• [Material provided]:
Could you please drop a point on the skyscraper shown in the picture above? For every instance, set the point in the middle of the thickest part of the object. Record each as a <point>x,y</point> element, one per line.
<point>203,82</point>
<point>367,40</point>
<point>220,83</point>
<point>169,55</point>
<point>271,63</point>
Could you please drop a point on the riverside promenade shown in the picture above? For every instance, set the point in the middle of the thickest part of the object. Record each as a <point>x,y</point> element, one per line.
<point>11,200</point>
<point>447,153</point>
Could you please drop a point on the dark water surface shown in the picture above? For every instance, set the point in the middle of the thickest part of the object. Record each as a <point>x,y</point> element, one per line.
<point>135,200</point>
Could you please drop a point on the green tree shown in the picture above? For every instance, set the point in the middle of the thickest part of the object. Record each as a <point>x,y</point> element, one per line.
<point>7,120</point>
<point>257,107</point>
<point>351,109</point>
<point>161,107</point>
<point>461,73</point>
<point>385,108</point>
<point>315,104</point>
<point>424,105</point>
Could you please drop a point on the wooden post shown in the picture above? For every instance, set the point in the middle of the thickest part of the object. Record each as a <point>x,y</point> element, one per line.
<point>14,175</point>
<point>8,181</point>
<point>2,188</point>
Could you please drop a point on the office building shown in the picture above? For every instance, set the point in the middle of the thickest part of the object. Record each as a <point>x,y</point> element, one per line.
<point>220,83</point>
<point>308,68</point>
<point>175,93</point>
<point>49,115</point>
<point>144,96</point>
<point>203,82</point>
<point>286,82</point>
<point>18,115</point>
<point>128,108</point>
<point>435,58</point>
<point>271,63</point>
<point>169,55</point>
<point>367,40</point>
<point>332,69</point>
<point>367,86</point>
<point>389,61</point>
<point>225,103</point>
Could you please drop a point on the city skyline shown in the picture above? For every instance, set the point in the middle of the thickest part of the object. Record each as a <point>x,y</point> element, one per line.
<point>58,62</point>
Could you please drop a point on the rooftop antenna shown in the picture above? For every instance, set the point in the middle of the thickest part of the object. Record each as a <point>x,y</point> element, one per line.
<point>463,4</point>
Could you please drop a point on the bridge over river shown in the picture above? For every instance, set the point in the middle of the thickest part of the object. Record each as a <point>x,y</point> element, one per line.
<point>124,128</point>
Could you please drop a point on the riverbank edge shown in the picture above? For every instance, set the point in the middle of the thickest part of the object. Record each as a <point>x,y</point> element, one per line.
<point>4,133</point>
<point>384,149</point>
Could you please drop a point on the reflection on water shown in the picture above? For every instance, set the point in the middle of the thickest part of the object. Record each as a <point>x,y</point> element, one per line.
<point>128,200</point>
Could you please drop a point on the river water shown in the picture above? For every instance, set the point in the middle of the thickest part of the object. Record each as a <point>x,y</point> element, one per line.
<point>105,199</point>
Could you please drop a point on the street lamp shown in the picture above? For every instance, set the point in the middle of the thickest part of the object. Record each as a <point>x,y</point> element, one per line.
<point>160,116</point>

• [What the task requires]:
Rewrite the listing above with every occurrence of "thickest part" changed to "widest part", leaving all other text as it is.

• [Answer to this exercise]:
Could you please drop a point on the skyscraper shown in the picture above? For every instance, set the point in the middle of the widest part of the object. Record each as a <point>x,y</point> element, one per line.
<point>203,82</point>
<point>367,40</point>
<point>220,83</point>
<point>169,55</point>
<point>271,63</point>
Could you please drop a point on the riverside promenade shown in the picture above? For every instance, set the point in the middle of the widest part of the object. Record each as a <point>x,y</point> element, one per line.
<point>11,200</point>
<point>447,153</point>
Could you please drop a point on the dark water surface shown in the picture above? For every instance, set the point in the middle of the widest part of the object. Record each as a <point>x,y</point> element, one per line.
<point>135,200</point>
Could you please drop a point on the green tree shown in the picture above? For every instance, set the point in the middle of the widest part of the object. Record each as a <point>x,y</point> element, one per line.
<point>7,120</point>
<point>257,107</point>
<point>351,109</point>
<point>161,107</point>
<point>461,73</point>
<point>385,108</point>
<point>315,104</point>
<point>424,105</point>
Could you please drop a point on the wooden post shown in the picture above? For every instance, set the point in the middle of the widest part of the object. Record each as a <point>x,y</point> element, one per line.
<point>14,175</point>
<point>8,181</point>
<point>2,188</point>
Could you please drop a point on the office building shown in the picture above? For every instance, set the point in the middle of the widest part of the object. Record each as a <point>x,y</point> element, one per line.
<point>220,83</point>
<point>308,68</point>
<point>175,93</point>
<point>49,115</point>
<point>144,96</point>
<point>203,82</point>
<point>286,82</point>
<point>18,115</point>
<point>128,108</point>
<point>435,58</point>
<point>271,63</point>
<point>169,55</point>
<point>367,40</point>
<point>332,69</point>
<point>367,86</point>
<point>389,61</point>
<point>225,103</point>
Could you please drop a point on the city skyline shown in the picture above? For every instance, set the point in the middle of the widest part of the object. Record each as a <point>x,y</point> element, one per line.
<point>58,62</point>
Could you please drop a point on the rooftop antenna shown in the picture above? For every instance, set the point in the middle of the widest part of the object. Record each as a <point>x,y</point> element, one per line.
<point>463,4</point>
Could you please drop a point on the bridge over river shown in the picture above? For every instance, set the point in the middle of the widest part of the object. Record each as a <point>x,y</point> element, one per line.
<point>124,128</point>
Could you please drop a point on the riverbank edge shown in the picture above? For every instance, set the point in the middle of the widest part of the object. Record each as a <point>x,y</point> element, one per line.
<point>4,133</point>
<point>384,149</point>
Could you please drop a point on the reflection on water shown in the picture above? For every instance, set the point in the middle of the widest part of the object. Record each as a <point>x,y</point> element, one per line.
<point>128,200</point>
Could you please drop a point on the river water shown in the picture above? For every instance, set the point in the middle of the widest part of the object. Record each as a <point>x,y</point> element, one per line.
<point>105,199</point>
Could you please drop a point on the street lamp shown in the picture above? For every instance, set the point in the middle of the widest part of the object. Record each as a <point>x,y</point> element, one per line.
<point>160,116</point>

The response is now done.